SOURCE RECORDS:

_ _ _

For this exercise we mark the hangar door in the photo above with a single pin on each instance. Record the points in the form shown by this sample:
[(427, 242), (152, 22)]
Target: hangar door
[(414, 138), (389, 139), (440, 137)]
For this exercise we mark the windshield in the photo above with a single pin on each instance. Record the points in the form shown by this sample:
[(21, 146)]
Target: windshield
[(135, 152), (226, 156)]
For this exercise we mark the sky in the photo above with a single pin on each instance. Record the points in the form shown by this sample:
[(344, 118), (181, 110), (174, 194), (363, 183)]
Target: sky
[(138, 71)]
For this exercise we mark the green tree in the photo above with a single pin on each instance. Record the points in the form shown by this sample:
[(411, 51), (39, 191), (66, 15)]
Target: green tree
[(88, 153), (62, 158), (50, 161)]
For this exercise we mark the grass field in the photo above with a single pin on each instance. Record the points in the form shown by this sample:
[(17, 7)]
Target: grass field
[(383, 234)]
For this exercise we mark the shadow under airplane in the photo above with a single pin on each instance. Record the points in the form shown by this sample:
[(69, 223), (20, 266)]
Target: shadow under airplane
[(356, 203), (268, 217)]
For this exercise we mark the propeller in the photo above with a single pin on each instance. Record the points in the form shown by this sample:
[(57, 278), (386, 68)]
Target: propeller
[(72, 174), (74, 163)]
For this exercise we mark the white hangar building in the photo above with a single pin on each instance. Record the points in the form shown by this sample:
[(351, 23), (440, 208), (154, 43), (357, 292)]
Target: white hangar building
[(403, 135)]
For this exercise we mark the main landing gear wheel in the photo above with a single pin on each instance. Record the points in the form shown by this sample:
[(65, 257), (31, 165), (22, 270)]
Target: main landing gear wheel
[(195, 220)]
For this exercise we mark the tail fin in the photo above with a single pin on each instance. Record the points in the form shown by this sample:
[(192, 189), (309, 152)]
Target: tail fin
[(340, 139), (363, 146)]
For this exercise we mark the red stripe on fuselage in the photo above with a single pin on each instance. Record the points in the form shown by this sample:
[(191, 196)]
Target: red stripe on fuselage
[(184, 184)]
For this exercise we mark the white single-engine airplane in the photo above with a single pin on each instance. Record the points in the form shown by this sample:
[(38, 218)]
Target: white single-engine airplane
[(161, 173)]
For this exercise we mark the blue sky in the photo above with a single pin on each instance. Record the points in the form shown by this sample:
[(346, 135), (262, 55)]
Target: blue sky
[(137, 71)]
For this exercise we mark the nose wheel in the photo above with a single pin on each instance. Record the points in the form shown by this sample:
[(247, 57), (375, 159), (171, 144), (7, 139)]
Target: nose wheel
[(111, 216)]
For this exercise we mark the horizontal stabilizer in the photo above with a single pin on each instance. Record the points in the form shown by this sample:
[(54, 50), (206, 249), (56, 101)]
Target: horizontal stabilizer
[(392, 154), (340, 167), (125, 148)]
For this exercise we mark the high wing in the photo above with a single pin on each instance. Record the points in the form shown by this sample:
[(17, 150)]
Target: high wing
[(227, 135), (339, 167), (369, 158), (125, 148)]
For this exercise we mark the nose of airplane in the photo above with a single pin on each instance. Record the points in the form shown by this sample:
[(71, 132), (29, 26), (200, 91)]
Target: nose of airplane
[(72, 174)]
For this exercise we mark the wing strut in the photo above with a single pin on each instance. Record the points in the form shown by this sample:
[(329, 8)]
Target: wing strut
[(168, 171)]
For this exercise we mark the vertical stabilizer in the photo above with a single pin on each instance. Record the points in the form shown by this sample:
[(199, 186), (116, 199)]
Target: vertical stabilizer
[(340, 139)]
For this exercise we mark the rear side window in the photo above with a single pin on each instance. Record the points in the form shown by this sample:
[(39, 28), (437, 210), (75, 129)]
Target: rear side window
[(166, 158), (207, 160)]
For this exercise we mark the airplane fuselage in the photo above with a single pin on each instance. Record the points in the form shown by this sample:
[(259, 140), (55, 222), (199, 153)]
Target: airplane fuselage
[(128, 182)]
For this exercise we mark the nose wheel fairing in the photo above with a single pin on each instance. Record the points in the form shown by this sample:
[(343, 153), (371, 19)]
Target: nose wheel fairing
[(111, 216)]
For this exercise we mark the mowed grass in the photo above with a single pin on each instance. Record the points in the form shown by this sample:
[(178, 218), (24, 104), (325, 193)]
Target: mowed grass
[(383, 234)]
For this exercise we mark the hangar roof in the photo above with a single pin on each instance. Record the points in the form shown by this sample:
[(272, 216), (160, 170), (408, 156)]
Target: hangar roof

_ _ _

Only lines with the word "roof" count here; copy every one from the records.

For this exercise we mark the hangar roof in the photo above with a single pin on each instance. Record the points in the form shown by this sample:
Target: hangar roof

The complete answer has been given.